## INPUT DATA
========

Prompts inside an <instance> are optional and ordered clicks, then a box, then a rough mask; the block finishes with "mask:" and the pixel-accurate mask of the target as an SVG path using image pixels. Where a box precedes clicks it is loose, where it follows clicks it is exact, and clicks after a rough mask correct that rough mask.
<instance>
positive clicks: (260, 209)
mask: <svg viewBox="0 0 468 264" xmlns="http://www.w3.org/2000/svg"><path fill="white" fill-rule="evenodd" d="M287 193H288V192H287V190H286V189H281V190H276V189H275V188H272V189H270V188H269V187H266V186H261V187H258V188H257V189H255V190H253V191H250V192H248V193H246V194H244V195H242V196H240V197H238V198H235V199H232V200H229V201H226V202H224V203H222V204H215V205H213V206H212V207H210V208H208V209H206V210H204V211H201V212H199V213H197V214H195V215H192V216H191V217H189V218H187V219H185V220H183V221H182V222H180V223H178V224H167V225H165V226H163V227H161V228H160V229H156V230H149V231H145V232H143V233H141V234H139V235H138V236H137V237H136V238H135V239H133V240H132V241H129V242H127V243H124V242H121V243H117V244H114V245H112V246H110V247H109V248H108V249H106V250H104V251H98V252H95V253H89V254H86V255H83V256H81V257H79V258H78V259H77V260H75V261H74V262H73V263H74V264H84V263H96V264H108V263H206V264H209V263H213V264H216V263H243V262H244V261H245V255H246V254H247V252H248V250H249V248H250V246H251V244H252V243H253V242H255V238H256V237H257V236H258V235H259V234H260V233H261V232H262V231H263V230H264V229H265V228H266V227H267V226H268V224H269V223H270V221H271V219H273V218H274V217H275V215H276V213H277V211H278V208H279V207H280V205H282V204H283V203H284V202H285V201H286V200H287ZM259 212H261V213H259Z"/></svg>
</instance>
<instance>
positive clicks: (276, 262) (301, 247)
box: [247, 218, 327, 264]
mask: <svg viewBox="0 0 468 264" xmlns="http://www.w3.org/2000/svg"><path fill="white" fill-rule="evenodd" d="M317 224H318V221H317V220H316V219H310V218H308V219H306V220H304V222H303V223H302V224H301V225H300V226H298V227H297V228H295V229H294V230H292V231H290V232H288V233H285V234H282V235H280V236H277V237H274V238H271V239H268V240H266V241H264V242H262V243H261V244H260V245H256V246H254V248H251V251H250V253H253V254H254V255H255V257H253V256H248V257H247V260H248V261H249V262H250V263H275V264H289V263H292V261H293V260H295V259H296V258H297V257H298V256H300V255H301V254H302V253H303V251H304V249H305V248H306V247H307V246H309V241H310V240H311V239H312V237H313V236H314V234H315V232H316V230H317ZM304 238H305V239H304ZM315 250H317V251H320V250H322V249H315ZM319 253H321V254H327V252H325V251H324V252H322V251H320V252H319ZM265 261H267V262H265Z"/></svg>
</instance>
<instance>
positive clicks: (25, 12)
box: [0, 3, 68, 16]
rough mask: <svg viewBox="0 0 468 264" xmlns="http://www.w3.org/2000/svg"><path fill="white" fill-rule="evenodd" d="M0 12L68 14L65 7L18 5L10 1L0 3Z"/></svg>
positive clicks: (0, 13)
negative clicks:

========

For the material, state how many lines include the string "rough"; the answer is that number alone.

## SOLUTION BELOW
2